[Begin Data]

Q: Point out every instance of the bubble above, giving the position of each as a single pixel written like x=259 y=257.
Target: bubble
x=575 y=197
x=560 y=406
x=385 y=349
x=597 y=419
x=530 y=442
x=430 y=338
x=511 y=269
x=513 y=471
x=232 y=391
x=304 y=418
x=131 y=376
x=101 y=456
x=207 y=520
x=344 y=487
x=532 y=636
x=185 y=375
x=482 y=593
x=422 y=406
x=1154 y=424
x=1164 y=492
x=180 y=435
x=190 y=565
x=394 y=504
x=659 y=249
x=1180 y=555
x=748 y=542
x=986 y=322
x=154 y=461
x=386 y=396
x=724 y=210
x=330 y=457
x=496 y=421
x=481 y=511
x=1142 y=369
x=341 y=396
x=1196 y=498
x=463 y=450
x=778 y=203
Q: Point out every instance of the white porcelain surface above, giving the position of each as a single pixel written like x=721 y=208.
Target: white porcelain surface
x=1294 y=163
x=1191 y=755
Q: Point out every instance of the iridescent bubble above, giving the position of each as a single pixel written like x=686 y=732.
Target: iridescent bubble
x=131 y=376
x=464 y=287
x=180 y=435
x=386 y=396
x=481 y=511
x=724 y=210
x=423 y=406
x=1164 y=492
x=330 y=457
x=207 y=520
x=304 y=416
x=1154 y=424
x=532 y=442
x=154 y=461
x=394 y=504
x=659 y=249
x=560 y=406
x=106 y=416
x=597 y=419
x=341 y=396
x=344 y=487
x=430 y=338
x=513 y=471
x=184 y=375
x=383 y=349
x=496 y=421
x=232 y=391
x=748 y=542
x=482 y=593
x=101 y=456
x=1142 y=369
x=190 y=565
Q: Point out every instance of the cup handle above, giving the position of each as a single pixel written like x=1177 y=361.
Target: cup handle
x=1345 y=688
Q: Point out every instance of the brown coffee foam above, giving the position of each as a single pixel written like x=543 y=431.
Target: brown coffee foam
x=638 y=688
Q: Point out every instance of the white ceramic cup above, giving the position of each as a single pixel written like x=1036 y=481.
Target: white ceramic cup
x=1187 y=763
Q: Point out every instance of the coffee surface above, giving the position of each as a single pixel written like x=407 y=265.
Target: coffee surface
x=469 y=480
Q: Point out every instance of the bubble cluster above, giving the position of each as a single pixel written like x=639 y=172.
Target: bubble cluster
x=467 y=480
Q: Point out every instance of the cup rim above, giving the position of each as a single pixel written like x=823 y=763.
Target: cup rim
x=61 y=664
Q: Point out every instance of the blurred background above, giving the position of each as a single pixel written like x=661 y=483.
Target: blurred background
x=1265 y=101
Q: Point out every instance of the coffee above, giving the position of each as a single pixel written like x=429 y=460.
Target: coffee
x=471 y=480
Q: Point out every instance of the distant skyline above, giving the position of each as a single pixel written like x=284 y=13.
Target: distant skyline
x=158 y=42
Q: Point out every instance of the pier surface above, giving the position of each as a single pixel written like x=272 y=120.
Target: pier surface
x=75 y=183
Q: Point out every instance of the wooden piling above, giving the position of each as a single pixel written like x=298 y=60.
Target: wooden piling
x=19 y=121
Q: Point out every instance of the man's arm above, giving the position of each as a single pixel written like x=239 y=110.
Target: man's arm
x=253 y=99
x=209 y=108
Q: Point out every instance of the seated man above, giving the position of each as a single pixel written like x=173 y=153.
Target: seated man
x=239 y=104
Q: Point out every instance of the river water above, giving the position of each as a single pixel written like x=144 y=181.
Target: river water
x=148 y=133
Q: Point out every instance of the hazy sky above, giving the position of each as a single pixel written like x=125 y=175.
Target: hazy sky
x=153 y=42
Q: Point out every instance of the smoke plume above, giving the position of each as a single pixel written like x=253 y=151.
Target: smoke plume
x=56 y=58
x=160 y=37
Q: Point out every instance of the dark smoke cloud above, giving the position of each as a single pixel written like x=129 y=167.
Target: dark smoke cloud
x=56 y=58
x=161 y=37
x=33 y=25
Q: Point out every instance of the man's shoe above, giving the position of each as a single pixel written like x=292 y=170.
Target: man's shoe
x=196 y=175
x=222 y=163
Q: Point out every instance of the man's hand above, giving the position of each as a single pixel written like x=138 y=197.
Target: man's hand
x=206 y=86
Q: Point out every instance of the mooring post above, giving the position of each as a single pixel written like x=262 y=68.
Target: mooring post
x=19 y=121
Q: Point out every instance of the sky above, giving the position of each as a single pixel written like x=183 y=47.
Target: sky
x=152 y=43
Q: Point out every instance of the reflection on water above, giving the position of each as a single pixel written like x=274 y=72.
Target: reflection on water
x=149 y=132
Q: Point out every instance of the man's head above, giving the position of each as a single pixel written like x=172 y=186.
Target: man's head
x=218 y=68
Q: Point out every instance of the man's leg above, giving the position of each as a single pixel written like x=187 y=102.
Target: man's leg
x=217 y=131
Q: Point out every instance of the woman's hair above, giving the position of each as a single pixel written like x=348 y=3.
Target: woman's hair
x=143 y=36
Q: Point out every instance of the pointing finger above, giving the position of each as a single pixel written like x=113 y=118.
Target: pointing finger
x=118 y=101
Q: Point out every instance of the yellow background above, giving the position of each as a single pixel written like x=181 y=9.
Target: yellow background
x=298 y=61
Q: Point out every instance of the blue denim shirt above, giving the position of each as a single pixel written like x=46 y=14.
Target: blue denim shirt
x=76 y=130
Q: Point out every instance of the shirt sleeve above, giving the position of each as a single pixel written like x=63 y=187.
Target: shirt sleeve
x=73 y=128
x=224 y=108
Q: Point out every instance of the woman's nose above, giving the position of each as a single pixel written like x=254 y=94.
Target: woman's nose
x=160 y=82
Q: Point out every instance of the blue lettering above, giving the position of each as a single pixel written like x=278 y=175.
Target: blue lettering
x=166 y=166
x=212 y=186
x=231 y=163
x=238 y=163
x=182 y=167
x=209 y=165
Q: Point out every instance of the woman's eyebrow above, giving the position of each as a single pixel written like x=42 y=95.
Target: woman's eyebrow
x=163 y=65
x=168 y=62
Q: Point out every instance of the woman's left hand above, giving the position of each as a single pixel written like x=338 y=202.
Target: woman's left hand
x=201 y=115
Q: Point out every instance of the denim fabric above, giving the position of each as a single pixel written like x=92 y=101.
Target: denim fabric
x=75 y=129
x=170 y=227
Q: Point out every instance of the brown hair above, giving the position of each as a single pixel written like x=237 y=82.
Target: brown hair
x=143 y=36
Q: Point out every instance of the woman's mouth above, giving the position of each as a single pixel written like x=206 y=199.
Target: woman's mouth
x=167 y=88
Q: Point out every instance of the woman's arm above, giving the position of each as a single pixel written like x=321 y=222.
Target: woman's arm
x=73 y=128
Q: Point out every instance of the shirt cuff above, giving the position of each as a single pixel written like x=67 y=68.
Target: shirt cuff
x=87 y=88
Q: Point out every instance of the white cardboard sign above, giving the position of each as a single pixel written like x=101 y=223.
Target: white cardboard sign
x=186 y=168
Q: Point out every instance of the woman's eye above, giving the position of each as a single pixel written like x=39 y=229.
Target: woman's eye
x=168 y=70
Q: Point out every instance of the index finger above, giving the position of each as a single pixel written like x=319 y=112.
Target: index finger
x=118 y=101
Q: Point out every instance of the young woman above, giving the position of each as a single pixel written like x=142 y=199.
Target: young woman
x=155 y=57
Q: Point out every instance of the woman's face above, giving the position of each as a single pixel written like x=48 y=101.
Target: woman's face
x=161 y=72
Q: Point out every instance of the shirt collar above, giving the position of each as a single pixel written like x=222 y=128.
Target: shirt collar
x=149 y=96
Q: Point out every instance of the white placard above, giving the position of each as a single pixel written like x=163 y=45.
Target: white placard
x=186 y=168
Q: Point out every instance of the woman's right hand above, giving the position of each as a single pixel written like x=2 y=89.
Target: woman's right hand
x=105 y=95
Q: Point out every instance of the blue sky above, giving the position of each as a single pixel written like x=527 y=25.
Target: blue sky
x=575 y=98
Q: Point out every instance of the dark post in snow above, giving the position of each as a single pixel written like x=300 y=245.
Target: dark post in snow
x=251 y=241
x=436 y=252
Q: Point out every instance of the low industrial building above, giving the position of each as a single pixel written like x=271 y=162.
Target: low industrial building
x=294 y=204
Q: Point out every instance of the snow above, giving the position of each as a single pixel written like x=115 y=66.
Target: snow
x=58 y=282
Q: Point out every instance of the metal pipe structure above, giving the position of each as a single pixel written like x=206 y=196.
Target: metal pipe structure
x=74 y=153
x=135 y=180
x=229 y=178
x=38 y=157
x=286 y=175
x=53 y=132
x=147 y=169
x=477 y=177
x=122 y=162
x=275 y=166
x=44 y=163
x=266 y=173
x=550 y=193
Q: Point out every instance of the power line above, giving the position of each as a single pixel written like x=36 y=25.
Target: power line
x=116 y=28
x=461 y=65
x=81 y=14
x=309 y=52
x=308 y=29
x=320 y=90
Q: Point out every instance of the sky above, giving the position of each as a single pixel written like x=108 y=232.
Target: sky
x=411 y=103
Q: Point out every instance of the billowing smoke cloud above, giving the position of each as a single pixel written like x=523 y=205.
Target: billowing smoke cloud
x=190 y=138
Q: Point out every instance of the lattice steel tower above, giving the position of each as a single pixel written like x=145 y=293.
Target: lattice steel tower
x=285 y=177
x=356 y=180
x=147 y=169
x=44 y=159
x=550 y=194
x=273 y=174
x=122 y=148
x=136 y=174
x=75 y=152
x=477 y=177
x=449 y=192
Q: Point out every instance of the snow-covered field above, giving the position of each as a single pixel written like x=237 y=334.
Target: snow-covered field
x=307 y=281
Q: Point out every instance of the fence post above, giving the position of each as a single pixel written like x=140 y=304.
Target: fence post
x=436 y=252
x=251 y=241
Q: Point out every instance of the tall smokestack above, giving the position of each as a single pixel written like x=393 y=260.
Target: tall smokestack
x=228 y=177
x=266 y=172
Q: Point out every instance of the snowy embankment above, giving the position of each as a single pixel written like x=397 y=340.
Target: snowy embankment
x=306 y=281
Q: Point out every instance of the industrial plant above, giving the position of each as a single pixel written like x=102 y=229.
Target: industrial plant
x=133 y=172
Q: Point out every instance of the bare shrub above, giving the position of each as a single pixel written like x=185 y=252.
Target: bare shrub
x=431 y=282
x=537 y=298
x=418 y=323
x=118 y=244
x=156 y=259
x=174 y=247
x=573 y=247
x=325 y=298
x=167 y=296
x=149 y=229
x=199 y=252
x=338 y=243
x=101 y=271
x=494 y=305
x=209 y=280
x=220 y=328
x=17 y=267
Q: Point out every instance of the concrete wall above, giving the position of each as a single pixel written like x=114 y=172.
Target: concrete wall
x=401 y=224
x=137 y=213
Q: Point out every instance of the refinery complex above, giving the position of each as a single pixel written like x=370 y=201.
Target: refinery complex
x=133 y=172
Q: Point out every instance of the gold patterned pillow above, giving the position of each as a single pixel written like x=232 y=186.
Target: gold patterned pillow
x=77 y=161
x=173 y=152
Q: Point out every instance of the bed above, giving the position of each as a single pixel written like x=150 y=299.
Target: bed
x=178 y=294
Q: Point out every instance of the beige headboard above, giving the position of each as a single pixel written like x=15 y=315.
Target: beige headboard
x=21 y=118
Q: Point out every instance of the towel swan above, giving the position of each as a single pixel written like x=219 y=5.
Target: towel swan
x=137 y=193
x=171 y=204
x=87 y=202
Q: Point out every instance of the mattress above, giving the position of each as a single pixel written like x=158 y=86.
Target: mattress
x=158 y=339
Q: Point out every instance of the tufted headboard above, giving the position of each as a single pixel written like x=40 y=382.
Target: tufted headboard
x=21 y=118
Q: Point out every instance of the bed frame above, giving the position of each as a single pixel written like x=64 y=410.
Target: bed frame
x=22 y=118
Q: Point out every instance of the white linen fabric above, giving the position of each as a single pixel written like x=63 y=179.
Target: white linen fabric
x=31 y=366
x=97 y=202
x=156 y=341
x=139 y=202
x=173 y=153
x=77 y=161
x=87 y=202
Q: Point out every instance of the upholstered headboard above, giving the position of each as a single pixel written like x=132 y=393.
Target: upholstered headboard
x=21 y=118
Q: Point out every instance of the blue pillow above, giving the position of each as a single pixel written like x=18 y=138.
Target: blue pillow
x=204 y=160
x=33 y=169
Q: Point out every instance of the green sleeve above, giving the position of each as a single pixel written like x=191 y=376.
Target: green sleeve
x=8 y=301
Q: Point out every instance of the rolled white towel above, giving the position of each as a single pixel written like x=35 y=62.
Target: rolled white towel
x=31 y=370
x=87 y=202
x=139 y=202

[End Data]

Aim of the exercise:
Copy out word for word the lines in the listing above, starting with the line that contains "Q: Point out every instance of the wooden" and going on through the line that contains "x=239 y=104".

Solved problem:
Q: Point out every instance of the wooden piling above, giving the position of each as a single pixel written like x=298 y=60.
Target: wooden piling
x=19 y=121
Q: Point out every instance of the man's arm above, giving the position of each as a single pixel written like x=239 y=110.
Target: man's arm
x=253 y=99
x=209 y=108
Q: Point out every instance of the seated man above, giving the position of each as a single pixel written like x=173 y=153.
Target: seated man
x=239 y=104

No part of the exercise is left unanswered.